» DOCUMENT
Speaking in Jerusalem Thursday, the U.S. president called on Israel to end its 40-year occupation of Palestinian territory. He urged the two sides to agree on border adjustments and said Palestinian refugees and their descendants should be compensated for the homes they left decades ago in what is now Israel.

Mr. Bush gave an outline of the two-state peace agreement he hopes will be reached this year - before he leaves office - after two days of separate talks with Israeli and Palestinian leaders.

Friday, the president will visit Israel's Yad Vashem Holocaust memorial and holy sites in the Galilee region before leaving for Kuwait to begin a round of visits to Arab capitals.

After Kuwait, the president's Middle East tour will take him to Bahrain, the United Arab Emirates, Saudi Arabia and Egypt.

Thursday, Mr. Bush met with Palestinian President Mahmoud Abbas in Ramallah, the West Bank headquarters of the Palestinian Authority, then visited Bethlehem, the town that Christians revere as the birthplace of Jesus.

Mr. Bush says he is confident that an Israeli-Palestinian peace treaty can be reached this year. President Abbas said he agrees that 2008 should be a year of peace, adding, "Peace in the world starts from here - from the Holy Land."

Israel captured the West Bank, East Jerusalem and the Gaza Strip in the 1967 Six-Day War. Mr. Bush said the future of Jerusalem, claimed by both Israelis and Palestinians as their capital, will be one of the most difficult challenges on the road to a peace agreement.

In his outline view of a future peace, Mr. Bush said Israel must have secure, recognized and defensible borders, and a Palestinian state must be viable, contiguous and sovereign.

» GIVEN DATA

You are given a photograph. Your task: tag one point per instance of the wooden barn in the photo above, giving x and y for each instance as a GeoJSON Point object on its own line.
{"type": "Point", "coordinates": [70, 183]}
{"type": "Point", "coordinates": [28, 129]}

» EXERCISE REQUIREMENTS
Copy the passage from the report on the U.S. president's Middle East visit word for word, from "Mr. Bush says" up to and including "contiguous and sovereign.". This data plays no part in the work here.

» OUTPUT FOR THIS TASK
Mr. Bush says he is confident that an Israeli-Palestinian peace treaty can be reached this year. President Abbas said he agrees that 2008 should be a year of peace, adding, "Peace in the world starts from here - from the Holy Land."

Israel captured the West Bank, East Jerusalem and the Gaza Strip in the 1967 Six-Day War. Mr. Bush said the future of Jerusalem, claimed by both Israelis and Palestinians as their capital, will be one of the most difficult challenges on the road to a peace agreement.

In his outline view of a future peace, Mr. Bush said Israel must have secure, recognized and defensible borders, and a Palestinian state must be viable, contiguous and sovereign.